> **Instructions to follow**:
Every entry here should be copied exactly.

> **Material shown**:

◇ ◇ ◇ ◇

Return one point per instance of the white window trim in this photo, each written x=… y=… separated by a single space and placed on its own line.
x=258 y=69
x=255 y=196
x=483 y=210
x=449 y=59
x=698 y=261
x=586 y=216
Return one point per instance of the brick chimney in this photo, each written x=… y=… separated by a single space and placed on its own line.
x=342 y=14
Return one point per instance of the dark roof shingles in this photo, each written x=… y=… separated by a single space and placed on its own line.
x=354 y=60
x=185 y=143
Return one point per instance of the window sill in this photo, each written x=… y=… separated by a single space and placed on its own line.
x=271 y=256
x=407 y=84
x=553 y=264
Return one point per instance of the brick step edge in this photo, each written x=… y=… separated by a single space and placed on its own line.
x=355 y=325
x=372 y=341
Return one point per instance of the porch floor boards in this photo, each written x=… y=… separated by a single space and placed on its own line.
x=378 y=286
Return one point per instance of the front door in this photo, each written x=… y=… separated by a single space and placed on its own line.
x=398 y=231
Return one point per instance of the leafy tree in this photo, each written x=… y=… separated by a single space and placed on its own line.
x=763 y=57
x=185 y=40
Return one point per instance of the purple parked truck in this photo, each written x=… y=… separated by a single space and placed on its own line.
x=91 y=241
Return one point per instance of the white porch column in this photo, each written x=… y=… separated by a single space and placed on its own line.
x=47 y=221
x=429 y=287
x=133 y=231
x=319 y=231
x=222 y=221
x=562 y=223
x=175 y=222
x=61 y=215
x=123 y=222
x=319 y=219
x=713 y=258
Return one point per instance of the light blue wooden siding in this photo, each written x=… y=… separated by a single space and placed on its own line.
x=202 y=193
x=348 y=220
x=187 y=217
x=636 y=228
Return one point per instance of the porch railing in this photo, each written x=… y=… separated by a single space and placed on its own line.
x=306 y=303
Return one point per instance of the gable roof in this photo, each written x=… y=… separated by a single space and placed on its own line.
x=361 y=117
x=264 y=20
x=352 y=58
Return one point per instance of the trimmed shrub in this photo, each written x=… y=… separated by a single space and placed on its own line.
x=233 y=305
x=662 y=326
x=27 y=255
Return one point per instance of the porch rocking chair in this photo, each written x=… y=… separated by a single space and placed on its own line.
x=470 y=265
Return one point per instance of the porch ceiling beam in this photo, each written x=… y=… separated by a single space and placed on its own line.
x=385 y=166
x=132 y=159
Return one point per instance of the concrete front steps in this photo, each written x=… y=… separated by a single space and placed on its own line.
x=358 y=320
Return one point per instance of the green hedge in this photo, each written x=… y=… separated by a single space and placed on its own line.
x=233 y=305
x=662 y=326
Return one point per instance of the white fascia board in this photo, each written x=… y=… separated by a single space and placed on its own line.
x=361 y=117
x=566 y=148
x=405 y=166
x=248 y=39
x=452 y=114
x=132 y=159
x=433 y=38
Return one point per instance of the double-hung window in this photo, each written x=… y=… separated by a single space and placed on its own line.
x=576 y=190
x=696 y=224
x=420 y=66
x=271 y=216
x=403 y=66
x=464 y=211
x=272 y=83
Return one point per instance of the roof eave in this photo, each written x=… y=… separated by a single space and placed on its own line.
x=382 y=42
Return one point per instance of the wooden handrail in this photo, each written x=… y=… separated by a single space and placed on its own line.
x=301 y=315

◇ ◇ ◇ ◇

> **Answer area**:
Return one point per instance of the white window trim in this photo, each written x=… y=… separated by a single space and placed on its own line.
x=258 y=69
x=255 y=196
x=483 y=210
x=449 y=59
x=698 y=261
x=586 y=216
Return one point per instance of the brick chimney in this photo, each written x=… y=… separated by a single space and placed on its own line.
x=342 y=14
Return one point per instance of the dark roof shingles in this photo, each written x=… y=… separated by a single space and placed on its own line.
x=354 y=60
x=185 y=143
Return one point per instance of the window sill in this photo, each written x=… y=… separated by a single space and placed on its own line.
x=271 y=256
x=407 y=84
x=553 y=264
Return one point per instance of the brick step edge in this photo, each written x=… y=… separated by a single space and placed on its own line.
x=355 y=325
x=372 y=341
Return one point per instance of the porch floor boards in this photo, each written x=… y=… separated by a single space and placed on its own line.
x=378 y=286
Return one point per instance of the front door in this photo, each written x=… y=… separated by a single space and placed on its own line.
x=398 y=231
Return one point per instance of the leafy tree in this photo, each written x=… y=… separated by a single space and placed on its own line.
x=763 y=57
x=185 y=40
Return one point per instance of the purple parked truck in this photo, each written x=… y=… separated by a single space and placed on its own line.
x=91 y=241
Return one point per instance of the white porch column in this photo, each written x=… y=… separated by a single space and placed on its own line.
x=47 y=221
x=429 y=287
x=133 y=231
x=319 y=231
x=222 y=221
x=562 y=223
x=175 y=222
x=61 y=215
x=123 y=222
x=319 y=219
x=713 y=258
Return one point per instance of the light blue wooden siding in this photo, each written x=… y=… separated by a single space and placed on its own line.
x=202 y=193
x=348 y=220
x=187 y=217
x=636 y=228
Return one point per instance of the porch railing in this photo, each written x=… y=… separated by a single space and placed on its own line.
x=306 y=303
Return one point per instance of the gable roof in this photo, each written x=… y=… separated by a single space and placed on its own line.
x=361 y=117
x=264 y=20
x=352 y=58
Return one point per instance of the trimmed shrub in this photo, each written x=… y=… separated by a single space and placed on its own line.
x=233 y=305
x=662 y=326
x=27 y=255
Return one point per instance of the porch rocking chair in this photo, each written x=… y=… separated by a single space and placed on its own line.
x=470 y=265
Return one point per instance of the porch ceiling beam in this photo, each written x=… y=… separated by a single space and placed on its own line.
x=385 y=166
x=132 y=159
Return one point per instance of the concrete front steps in this photo, each written x=… y=… separated by a single space and placed on its own line.
x=358 y=320
Return one point per instance of the green hedge in this photo, each written x=… y=… separated by a single space and placed on its own line.
x=233 y=305
x=662 y=326
Return one point per instance of the white fascia board in this photo, each written x=… y=… separated by a single space and placed on its own line.
x=361 y=117
x=566 y=148
x=405 y=166
x=248 y=39
x=452 y=114
x=132 y=159
x=433 y=38
Return one point per instance of the double-hung window in this photo, each written x=… y=… separated by a single space and placed on its own line.
x=576 y=190
x=696 y=224
x=420 y=66
x=271 y=216
x=403 y=66
x=464 y=211
x=272 y=83
Return one point per instance of the roof eave in this photo, each written x=… y=… separated by a single space and placed on its own line.
x=382 y=42
Return one point per instance of the wooden handrail in this photo, each written x=… y=… separated by a single space and placed on its own line.
x=301 y=315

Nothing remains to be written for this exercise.